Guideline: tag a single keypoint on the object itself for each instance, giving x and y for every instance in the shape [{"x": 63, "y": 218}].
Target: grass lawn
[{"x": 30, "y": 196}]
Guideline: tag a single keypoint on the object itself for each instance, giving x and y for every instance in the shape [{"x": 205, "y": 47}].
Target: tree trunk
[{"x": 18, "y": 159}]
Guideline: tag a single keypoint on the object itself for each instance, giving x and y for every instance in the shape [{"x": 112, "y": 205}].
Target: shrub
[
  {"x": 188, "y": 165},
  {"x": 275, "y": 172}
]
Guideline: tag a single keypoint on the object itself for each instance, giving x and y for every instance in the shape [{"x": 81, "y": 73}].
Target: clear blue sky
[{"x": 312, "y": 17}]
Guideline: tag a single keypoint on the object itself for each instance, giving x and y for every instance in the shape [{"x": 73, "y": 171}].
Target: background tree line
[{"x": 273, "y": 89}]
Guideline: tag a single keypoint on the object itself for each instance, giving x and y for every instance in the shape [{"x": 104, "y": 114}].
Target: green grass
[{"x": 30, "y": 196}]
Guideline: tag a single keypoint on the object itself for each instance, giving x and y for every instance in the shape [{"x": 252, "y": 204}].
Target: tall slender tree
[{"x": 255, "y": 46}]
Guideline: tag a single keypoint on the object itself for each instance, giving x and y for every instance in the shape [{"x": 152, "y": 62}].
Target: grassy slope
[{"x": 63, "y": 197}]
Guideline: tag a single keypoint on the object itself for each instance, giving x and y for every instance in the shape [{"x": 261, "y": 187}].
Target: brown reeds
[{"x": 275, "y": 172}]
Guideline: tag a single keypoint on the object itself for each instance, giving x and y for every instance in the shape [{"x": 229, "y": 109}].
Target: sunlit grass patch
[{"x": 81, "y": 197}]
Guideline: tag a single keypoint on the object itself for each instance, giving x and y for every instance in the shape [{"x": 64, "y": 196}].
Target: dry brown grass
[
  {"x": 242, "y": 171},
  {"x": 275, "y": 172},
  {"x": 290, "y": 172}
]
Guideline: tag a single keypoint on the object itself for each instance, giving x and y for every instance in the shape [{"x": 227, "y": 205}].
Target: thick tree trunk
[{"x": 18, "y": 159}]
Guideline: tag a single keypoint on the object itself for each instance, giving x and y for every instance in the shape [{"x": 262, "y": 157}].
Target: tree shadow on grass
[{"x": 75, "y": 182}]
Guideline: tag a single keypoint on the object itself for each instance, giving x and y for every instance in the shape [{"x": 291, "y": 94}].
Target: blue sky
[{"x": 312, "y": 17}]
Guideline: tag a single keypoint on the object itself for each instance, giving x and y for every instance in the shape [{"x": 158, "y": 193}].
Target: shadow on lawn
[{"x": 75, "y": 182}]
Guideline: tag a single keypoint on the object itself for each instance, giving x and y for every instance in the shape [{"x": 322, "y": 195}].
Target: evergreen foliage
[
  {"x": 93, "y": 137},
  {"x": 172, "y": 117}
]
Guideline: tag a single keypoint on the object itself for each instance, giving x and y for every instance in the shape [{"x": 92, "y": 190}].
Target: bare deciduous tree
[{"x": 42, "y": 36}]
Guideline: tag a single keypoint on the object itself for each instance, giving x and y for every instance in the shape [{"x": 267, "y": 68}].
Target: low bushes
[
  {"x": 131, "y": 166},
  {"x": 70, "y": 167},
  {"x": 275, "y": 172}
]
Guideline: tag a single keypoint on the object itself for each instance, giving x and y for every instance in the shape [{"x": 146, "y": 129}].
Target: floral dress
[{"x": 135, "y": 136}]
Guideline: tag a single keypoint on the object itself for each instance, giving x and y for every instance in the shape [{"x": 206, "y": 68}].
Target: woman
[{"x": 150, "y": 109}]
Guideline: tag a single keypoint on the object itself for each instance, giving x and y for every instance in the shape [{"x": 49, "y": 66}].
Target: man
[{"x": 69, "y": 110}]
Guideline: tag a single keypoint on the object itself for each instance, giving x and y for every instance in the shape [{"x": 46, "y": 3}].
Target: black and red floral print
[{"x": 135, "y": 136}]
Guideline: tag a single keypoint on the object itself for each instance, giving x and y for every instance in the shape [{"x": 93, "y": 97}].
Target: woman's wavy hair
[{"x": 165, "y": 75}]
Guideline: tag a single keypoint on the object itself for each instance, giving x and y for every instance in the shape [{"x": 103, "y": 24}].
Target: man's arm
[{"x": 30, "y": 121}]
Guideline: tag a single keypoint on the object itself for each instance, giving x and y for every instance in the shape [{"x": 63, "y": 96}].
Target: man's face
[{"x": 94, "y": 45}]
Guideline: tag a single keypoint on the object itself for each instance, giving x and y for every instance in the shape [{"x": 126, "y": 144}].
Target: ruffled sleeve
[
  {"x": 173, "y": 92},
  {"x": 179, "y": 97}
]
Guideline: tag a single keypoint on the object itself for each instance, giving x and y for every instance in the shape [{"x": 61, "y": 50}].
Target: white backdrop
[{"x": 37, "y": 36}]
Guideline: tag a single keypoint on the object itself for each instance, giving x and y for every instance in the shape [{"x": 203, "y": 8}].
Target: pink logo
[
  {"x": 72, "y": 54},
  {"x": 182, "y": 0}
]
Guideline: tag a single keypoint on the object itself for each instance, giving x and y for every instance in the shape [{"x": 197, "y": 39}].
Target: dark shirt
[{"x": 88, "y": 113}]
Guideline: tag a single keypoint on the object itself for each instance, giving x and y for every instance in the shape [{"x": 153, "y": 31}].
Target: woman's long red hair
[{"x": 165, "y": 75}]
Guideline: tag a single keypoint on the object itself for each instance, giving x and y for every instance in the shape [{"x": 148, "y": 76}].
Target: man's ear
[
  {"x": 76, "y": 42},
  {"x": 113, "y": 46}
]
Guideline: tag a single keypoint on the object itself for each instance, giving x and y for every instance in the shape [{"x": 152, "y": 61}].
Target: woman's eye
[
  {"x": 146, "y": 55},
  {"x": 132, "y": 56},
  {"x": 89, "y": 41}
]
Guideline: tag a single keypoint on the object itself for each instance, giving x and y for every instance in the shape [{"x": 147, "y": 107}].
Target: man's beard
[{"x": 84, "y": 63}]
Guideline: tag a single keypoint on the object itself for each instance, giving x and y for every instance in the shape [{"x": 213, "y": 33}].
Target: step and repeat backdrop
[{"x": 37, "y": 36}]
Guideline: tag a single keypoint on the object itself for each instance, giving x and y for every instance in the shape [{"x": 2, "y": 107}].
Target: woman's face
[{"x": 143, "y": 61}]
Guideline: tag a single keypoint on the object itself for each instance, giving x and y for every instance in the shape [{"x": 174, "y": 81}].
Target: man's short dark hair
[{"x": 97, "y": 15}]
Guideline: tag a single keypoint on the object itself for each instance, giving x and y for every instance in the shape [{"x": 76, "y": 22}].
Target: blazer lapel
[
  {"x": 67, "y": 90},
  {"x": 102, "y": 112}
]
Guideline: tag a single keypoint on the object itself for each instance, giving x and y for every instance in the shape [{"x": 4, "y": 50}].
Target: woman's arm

━━━━━━━━

» SET EXERCISE:
Reproduce the records above exactly.

» WORKED ANSWER:
Guideline: tag a single keypoint on the object itself for each instance, giving x and y for every instance in the shape [{"x": 63, "y": 218}].
Target: grass lawn
[{"x": 30, "y": 196}]
Guideline: tag a single keypoint on the object itself for each instance, giving x and y for every instance in the shape [{"x": 205, "y": 47}].
Target: tree trunk
[{"x": 18, "y": 159}]
Guideline: tag a single keypoint on the object itself for each instance, giving x and y for every instance in the shape [{"x": 112, "y": 205}].
Target: shrub
[
  {"x": 188, "y": 165},
  {"x": 275, "y": 172}
]
Guideline: tag a single keypoint on the object itself for each instance, giving x and y for every instance in the shape [{"x": 81, "y": 73}].
Target: clear blue sky
[{"x": 312, "y": 17}]
Guideline: tag a single keypoint on the object itself for each instance, giving x and y for every instance in the shape [{"x": 73, "y": 171}].
Target: background tree line
[{"x": 273, "y": 89}]
Guideline: tag a single keypoint on the object itself for each instance, giving x and y for every instance in the shape [{"x": 104, "y": 114}].
Target: green grass
[{"x": 30, "y": 196}]
Guideline: tag a single keypoint on the object itself for each instance, giving x and y for every instance in the shape [{"x": 252, "y": 204}].
Target: tall slender tree
[{"x": 255, "y": 46}]
Guideline: tag a single keypoint on the object itself for each instance, giving x and y for every instance in the shape [{"x": 152, "y": 62}].
Target: grassy slope
[{"x": 63, "y": 197}]
Guideline: tag a single keypoint on the object itself for each instance, giving x and y for every instance in the shape [{"x": 261, "y": 187}].
Target: brown reeds
[{"x": 275, "y": 172}]
Guideline: tag a single keypoint on the object itself for each instance, giving x and y for every instance in the shape [{"x": 229, "y": 109}].
Target: sunlit grass patch
[{"x": 81, "y": 197}]
Guideline: tag a single keypoint on the object itself for each instance, giving x and y for every instance in the shape [{"x": 64, "y": 196}].
Target: dry brown grass
[
  {"x": 242, "y": 171},
  {"x": 275, "y": 172},
  {"x": 290, "y": 172}
]
Guideline: tag a single keypoint on the object itself for each instance, giving x and y for every instance in the shape [{"x": 227, "y": 205}].
Target: thick tree trunk
[{"x": 18, "y": 159}]
Guideline: tag a single keypoint on the object itself for each instance, giving x and y for every instance in the shape [{"x": 262, "y": 157}].
Target: tree shadow on grass
[{"x": 75, "y": 182}]
Guideline: tag a single keypoint on the object itself for each instance, giving x and y for every instance in the shape [{"x": 291, "y": 94}].
Target: blue sky
[{"x": 312, "y": 17}]
Guideline: tag a single keypoint on the object itself for each instance, giving x and y for every instance in the shape [{"x": 158, "y": 193}].
Target: shadow on lawn
[{"x": 75, "y": 182}]
Guideline: tag a single keypoint on the object itself for each instance, giving x and y for every instance in the shape [{"x": 322, "y": 195}].
Target: evergreen foliage
[
  {"x": 93, "y": 137},
  {"x": 172, "y": 117}
]
Guideline: tag a single keypoint on the object itself for each instance, giving x and y for every instance in the shape [{"x": 92, "y": 190}].
Target: bare deciduous tree
[{"x": 42, "y": 36}]
Guideline: tag a single keypoint on the object itself for each instance, giving x and y for every instance in the shape [{"x": 267, "y": 68}].
Target: low bushes
[
  {"x": 131, "y": 166},
  {"x": 70, "y": 167},
  {"x": 275, "y": 172}
]
Guideline: tag a single keypoint on the object itself for each instance, giving x and y for every instance in the shape [{"x": 146, "y": 129}].
Target: floral dress
[{"x": 135, "y": 136}]
Guideline: tag a single keypoint on the object itself for each instance, giving x and y for every instance in the shape [{"x": 206, "y": 68}].
Target: woman
[{"x": 150, "y": 109}]
Guideline: tag a single keypoint on the object itself for each instance, giving x and y for every instance in the shape [{"x": 49, "y": 66}].
Target: man
[{"x": 69, "y": 110}]
Guideline: tag a single keypoint on the object itself for each instance, giving x and y for every instance in the shape [{"x": 46, "y": 3}].
Target: black and red floral print
[{"x": 135, "y": 136}]
Guideline: tag a single keypoint on the object itself for each instance, giving x and y for every instance in the shape [{"x": 93, "y": 97}].
Target: woman's wavy hair
[{"x": 165, "y": 75}]
Guideline: tag a single keypoint on the object itself for each instance, giving x and y for every instance in the shape [{"x": 103, "y": 24}].
Target: man's arm
[{"x": 30, "y": 121}]
Guideline: tag a single keypoint on the object itself for each instance, giving x and y for every instance in the shape [{"x": 63, "y": 96}].
Target: man's face
[{"x": 94, "y": 45}]
Guideline: tag a single keypoint on the object itself for each instance, giving x and y for every instance in the shape [{"x": 126, "y": 144}].
Target: ruffled sleeve
[
  {"x": 173, "y": 92},
  {"x": 179, "y": 97}
]
Guideline: tag a single keypoint on the object itself for each instance, giving x and y for every instance in the shape [{"x": 61, "y": 50}].
Target: white backdrop
[{"x": 37, "y": 36}]
Guideline: tag a single keypoint on the object itself for each instance, giving x and y for every instance in the shape [{"x": 203, "y": 8}].
Target: pink logo
[
  {"x": 72, "y": 54},
  {"x": 182, "y": 0}
]
Guideline: tag a single keypoint on the object itself for each instance, giving x and y for every instance in the shape [{"x": 197, "y": 39}].
Target: dark shirt
[{"x": 88, "y": 113}]
Guideline: tag a single keypoint on the object itself for each instance, giving x and y for every instance in the shape [{"x": 153, "y": 31}].
Target: woman's long red hair
[{"x": 165, "y": 75}]
Guideline: tag a single keypoint on the object itself for each instance, giving x and y for every instance in the shape [{"x": 148, "y": 76}].
Target: man's ear
[
  {"x": 76, "y": 42},
  {"x": 113, "y": 46}
]
Guideline: tag a single keypoint on the object itself for each instance, giving x and y for every instance in the shape [{"x": 152, "y": 61}].
Target: woman's eye
[
  {"x": 146, "y": 55},
  {"x": 132, "y": 56},
  {"x": 89, "y": 41}
]
Guideline: tag a single keypoint on the object itself for each instance, giving x and y for every instance in the shape [{"x": 147, "y": 107}].
Target: man's beard
[{"x": 84, "y": 63}]
Guideline: tag a single keypoint on the object itself for each instance, giving x and y for every instance in the shape [{"x": 213, "y": 33}].
Target: step and repeat backdrop
[{"x": 37, "y": 36}]
Guideline: tag a single keypoint on the object itself for each instance, giving x and y for every instance in the shape [{"x": 2, "y": 107}].
Target: woman's face
[{"x": 143, "y": 61}]
Guideline: tag a single keypoint on the object itself for each instance, giving x and y for every instance in the shape [{"x": 174, "y": 81}].
Target: man's short dark hair
[{"x": 97, "y": 15}]
Guideline: tag a single keypoint on the object itself for each instance, giving x and y for every instance in the shape [{"x": 76, "y": 22}].
Target: blazer lapel
[
  {"x": 67, "y": 90},
  {"x": 102, "y": 112}
]
Guideline: tag a single keypoint on the object itself for each instance, giving x and y for every instance in the shape [{"x": 4, "y": 50}].
Target: woman's arm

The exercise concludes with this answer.